#### Data records
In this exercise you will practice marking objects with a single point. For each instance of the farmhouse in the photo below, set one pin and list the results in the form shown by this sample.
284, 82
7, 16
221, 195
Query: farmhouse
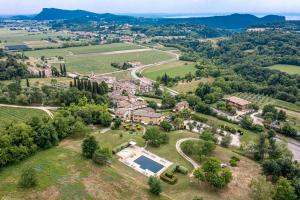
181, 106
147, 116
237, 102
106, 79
########
The exercise:
Copy out all of the data word for word. Do not carry over any picture.

Solved problem:
In this exercise you will practice marking objects with a single point. For each instance of the farmhouse in the photo below, set one pin and list the results in the form shown by this sample.
284, 82
7, 16
221, 195
Query: farmhouse
181, 106
147, 116
237, 102
106, 79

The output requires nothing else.